[Natural-language object grounding data]

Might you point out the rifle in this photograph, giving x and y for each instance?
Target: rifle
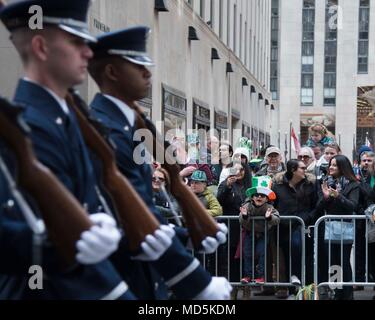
(64, 217)
(198, 221)
(133, 214)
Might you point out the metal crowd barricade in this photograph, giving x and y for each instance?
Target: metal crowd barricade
(217, 267)
(336, 284)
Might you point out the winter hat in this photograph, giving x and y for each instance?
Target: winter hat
(242, 151)
(362, 149)
(199, 176)
(261, 185)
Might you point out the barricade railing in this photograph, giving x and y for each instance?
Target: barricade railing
(223, 261)
(335, 272)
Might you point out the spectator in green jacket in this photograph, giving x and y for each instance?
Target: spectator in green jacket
(198, 184)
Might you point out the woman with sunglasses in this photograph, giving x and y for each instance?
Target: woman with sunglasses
(161, 187)
(307, 155)
(296, 195)
(231, 195)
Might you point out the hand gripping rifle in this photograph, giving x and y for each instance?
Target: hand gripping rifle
(133, 214)
(64, 217)
(198, 221)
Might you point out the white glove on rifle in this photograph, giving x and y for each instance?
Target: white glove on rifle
(210, 244)
(156, 244)
(100, 241)
(218, 289)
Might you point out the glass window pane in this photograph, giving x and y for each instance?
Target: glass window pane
(307, 68)
(363, 48)
(307, 81)
(307, 48)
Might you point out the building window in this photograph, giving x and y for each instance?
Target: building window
(235, 29)
(363, 37)
(221, 125)
(221, 19)
(174, 112)
(274, 50)
(201, 8)
(146, 103)
(228, 23)
(240, 40)
(212, 14)
(330, 54)
(201, 118)
(307, 68)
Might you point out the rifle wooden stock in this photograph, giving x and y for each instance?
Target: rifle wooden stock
(64, 217)
(197, 219)
(133, 214)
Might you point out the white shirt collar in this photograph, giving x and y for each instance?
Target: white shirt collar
(62, 103)
(125, 109)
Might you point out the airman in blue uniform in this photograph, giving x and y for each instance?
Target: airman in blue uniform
(55, 58)
(119, 68)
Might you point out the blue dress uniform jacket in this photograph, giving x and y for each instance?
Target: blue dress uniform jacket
(182, 272)
(58, 144)
(15, 236)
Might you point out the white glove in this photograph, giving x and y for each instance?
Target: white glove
(210, 244)
(100, 241)
(155, 245)
(218, 289)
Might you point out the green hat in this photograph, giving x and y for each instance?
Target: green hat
(199, 176)
(193, 138)
(262, 185)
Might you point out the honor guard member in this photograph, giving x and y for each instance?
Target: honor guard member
(54, 59)
(119, 69)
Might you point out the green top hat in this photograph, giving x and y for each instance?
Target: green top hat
(193, 138)
(199, 176)
(262, 185)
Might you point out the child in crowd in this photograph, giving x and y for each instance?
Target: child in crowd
(319, 135)
(257, 205)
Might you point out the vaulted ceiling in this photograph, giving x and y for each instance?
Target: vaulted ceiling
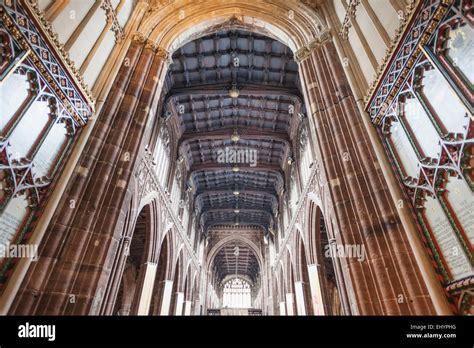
(259, 117)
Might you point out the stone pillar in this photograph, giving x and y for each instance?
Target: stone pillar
(179, 303)
(299, 294)
(187, 307)
(282, 308)
(78, 254)
(147, 288)
(290, 304)
(166, 300)
(315, 286)
(364, 211)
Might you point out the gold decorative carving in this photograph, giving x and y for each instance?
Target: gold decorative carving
(404, 21)
(112, 19)
(5, 19)
(63, 55)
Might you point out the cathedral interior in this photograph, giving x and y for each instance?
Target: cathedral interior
(236, 157)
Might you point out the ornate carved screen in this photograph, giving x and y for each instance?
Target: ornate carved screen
(423, 107)
(43, 106)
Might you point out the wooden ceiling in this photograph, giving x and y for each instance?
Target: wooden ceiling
(206, 119)
(236, 258)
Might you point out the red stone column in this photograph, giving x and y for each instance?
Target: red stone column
(84, 244)
(388, 282)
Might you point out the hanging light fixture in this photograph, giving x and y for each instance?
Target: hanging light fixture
(235, 137)
(234, 91)
(290, 160)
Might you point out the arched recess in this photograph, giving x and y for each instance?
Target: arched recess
(136, 270)
(290, 285)
(175, 24)
(327, 284)
(303, 276)
(161, 276)
(177, 294)
(242, 242)
(187, 290)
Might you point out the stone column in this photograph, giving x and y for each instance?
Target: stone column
(166, 300)
(147, 288)
(187, 307)
(364, 212)
(78, 254)
(315, 286)
(179, 303)
(290, 304)
(282, 308)
(299, 294)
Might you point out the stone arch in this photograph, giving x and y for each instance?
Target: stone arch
(177, 295)
(161, 278)
(330, 283)
(137, 256)
(301, 264)
(215, 249)
(175, 24)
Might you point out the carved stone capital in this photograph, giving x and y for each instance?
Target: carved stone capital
(305, 51)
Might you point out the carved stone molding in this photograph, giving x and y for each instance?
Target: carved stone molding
(149, 44)
(113, 20)
(349, 17)
(305, 51)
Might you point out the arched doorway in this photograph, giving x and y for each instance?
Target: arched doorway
(137, 255)
(157, 303)
(303, 292)
(327, 283)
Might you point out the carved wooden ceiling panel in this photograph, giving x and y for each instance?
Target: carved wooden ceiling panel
(234, 92)
(236, 258)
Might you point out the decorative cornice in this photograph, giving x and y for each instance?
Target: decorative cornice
(348, 18)
(404, 21)
(113, 20)
(149, 44)
(305, 51)
(62, 53)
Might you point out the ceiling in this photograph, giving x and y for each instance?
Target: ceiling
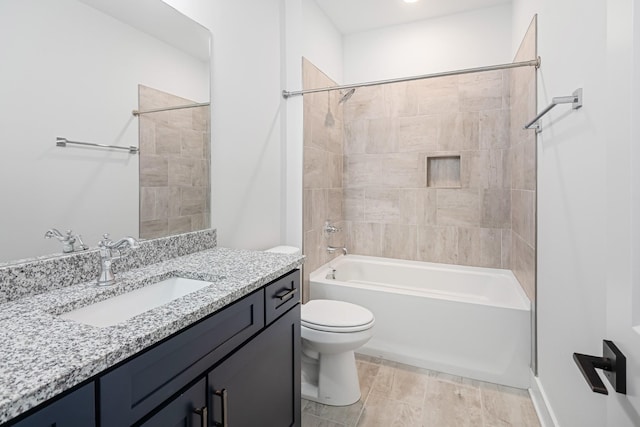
(352, 16)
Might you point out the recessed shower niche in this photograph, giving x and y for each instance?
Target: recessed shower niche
(443, 171)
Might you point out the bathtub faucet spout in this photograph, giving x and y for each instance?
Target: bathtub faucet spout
(332, 249)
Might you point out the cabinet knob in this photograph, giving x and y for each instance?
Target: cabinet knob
(223, 395)
(204, 415)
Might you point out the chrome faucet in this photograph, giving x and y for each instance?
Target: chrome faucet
(332, 249)
(107, 246)
(67, 240)
(330, 228)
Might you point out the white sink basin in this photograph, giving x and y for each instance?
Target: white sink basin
(123, 307)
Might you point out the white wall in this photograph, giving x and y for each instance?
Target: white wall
(465, 40)
(69, 70)
(247, 135)
(572, 196)
(322, 41)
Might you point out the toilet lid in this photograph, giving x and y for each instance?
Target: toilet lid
(335, 316)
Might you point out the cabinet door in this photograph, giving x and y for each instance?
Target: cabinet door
(75, 409)
(184, 411)
(259, 385)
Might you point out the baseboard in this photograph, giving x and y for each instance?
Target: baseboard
(541, 404)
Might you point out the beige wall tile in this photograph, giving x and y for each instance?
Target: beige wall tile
(399, 241)
(382, 136)
(426, 207)
(494, 129)
(154, 171)
(480, 247)
(356, 133)
(181, 171)
(436, 96)
(363, 170)
(354, 204)
(418, 133)
(402, 170)
(147, 204)
(154, 228)
(192, 144)
(390, 206)
(364, 238)
(458, 131)
(481, 91)
(458, 207)
(365, 103)
(496, 208)
(179, 225)
(315, 169)
(400, 100)
(523, 215)
(438, 244)
(192, 201)
(506, 248)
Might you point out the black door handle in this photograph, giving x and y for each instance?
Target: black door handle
(612, 362)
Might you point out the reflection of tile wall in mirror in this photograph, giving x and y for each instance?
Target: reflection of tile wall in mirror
(174, 165)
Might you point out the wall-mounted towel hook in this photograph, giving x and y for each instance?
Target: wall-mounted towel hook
(574, 99)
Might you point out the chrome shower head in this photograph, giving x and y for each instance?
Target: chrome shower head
(346, 95)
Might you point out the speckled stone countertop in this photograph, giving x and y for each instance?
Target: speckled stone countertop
(42, 355)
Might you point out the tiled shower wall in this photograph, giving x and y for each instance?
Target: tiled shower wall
(323, 147)
(426, 170)
(523, 160)
(175, 189)
(432, 170)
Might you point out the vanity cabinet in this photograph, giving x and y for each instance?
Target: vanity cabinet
(259, 384)
(238, 367)
(74, 409)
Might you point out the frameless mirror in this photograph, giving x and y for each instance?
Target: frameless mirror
(74, 69)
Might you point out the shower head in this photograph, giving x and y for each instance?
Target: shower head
(346, 95)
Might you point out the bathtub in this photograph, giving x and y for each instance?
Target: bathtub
(468, 321)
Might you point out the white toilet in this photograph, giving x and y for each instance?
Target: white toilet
(331, 332)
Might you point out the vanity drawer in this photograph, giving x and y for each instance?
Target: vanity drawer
(137, 387)
(281, 295)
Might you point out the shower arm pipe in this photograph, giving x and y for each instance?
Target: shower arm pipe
(531, 63)
(575, 99)
(177, 107)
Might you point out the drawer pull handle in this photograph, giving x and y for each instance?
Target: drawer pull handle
(286, 294)
(204, 415)
(223, 395)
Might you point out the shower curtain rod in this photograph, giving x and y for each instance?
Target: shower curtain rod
(532, 63)
(177, 107)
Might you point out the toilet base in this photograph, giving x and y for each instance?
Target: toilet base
(331, 380)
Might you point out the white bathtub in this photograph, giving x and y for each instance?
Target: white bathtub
(467, 321)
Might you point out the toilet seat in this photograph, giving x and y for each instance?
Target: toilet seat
(335, 316)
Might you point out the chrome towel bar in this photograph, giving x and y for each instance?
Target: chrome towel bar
(575, 99)
(62, 142)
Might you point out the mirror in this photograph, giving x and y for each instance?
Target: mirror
(73, 69)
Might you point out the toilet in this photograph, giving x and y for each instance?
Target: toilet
(331, 331)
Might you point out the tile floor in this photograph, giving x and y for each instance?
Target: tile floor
(394, 394)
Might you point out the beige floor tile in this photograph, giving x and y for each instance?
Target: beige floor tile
(451, 404)
(380, 411)
(367, 373)
(507, 407)
(309, 420)
(344, 415)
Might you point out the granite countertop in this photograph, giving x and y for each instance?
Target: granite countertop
(42, 355)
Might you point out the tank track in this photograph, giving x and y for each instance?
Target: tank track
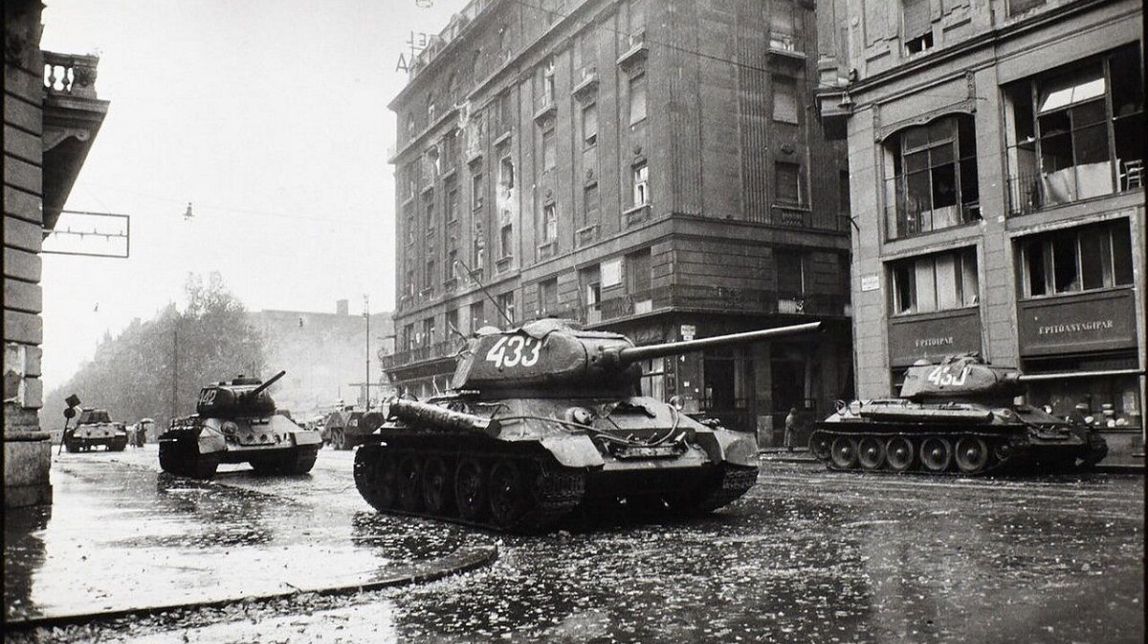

The problem: All lines from the start of the entries through the one with "Might you point out the spectator" are to be output exactly; omit the pictures.

Solution:
Might you point out the rifle in this photograph, giving x and y for each instance?
Target: rifle
(64, 217)
(198, 221)
(133, 214)
Might you point out the metal crowd barricade in this photograph, giving x and y for each instance?
Target: metal crowd barricade
(217, 267)
(336, 284)
Might you point out the winter hat in this photograph, giving x and y for each instance?
Target: winter hat
(242, 151)
(362, 149)
(199, 176)
(261, 185)
Might you point out the barricade railing in this photograph, giving x and y for each instance?
Target: barricade railing
(223, 261)
(335, 272)
Might you point out the spectator in green jacket in this photograph, giving x and y for each instance?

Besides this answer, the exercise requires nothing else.